What you have to do ▸ Repeat every line of the data below word for word, and leave the pictures out of your answer.
** Start **
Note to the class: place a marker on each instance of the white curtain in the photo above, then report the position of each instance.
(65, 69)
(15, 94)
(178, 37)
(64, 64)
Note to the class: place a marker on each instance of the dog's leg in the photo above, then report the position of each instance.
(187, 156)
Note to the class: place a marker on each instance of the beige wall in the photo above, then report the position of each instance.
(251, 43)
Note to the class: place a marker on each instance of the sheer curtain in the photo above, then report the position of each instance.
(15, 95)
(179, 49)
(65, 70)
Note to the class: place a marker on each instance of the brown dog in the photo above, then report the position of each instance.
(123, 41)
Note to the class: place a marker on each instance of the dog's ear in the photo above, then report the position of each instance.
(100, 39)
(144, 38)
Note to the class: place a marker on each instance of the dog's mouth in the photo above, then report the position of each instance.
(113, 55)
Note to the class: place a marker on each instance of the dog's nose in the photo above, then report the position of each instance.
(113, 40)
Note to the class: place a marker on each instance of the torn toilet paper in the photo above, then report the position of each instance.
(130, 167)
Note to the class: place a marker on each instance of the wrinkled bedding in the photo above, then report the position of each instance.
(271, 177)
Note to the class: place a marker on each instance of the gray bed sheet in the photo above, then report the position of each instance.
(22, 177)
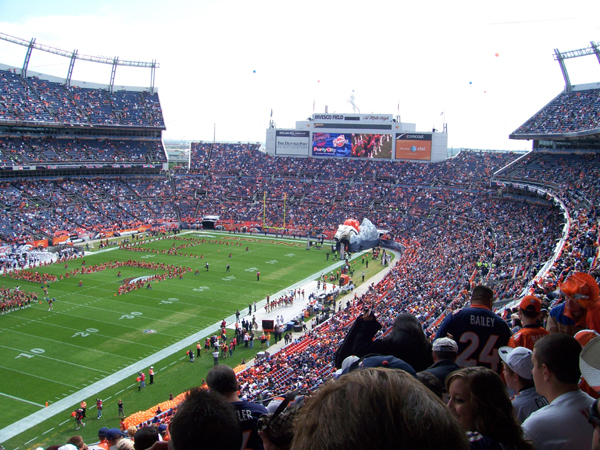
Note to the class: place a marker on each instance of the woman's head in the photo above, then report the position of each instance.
(376, 408)
(479, 400)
** End **
The response ▸
Note to the class: place a marker on each instance of the white curtain in the photo above, then report the position of each instance.
(65, 69)
(15, 94)
(178, 37)
(64, 64)
Note to the class: place a marker on each instance of the dog's leg in the photo above, then report the position of each instance.
(187, 156)
Note to the class: place a marker on each instance of the beige wall in the photo above, then report the position of each instance.
(251, 43)
Note to the class: place a marker on each instance of the sheer curtain in the photo above, then report the position of each instance.
(15, 95)
(179, 49)
(65, 70)
Note to the class: place a marker on each instance of the brown dog in the photo above, then report the position of each instance.
(123, 41)
Note to the class: place a marker on each instance of the dog's ear in the photo above, then report the position of each instance.
(100, 39)
(144, 38)
Note to the class: place a marker on each instance of the dog's mouth in the photo above, then report the position of each instance.
(113, 55)
Note to the class: place a marker on each instance of the dog's nose in the photo above, then report the position of each instance.
(113, 40)
Note to the class: place a marker on each instance of the torn toilet paper in the photo above, then report the position of each instance.
(130, 167)
Note to the class: place a marker on each instance of the wrinkled bedding in the photo above, then report the position of each instance.
(271, 177)
Note to the class: place a marker on each instance of the gray bed sheet in the photo above, then report the position of each instance.
(22, 177)
Note to the class: place a marker on each instance of the woman's head in the photo above, then report the position of each instance.
(376, 408)
(479, 400)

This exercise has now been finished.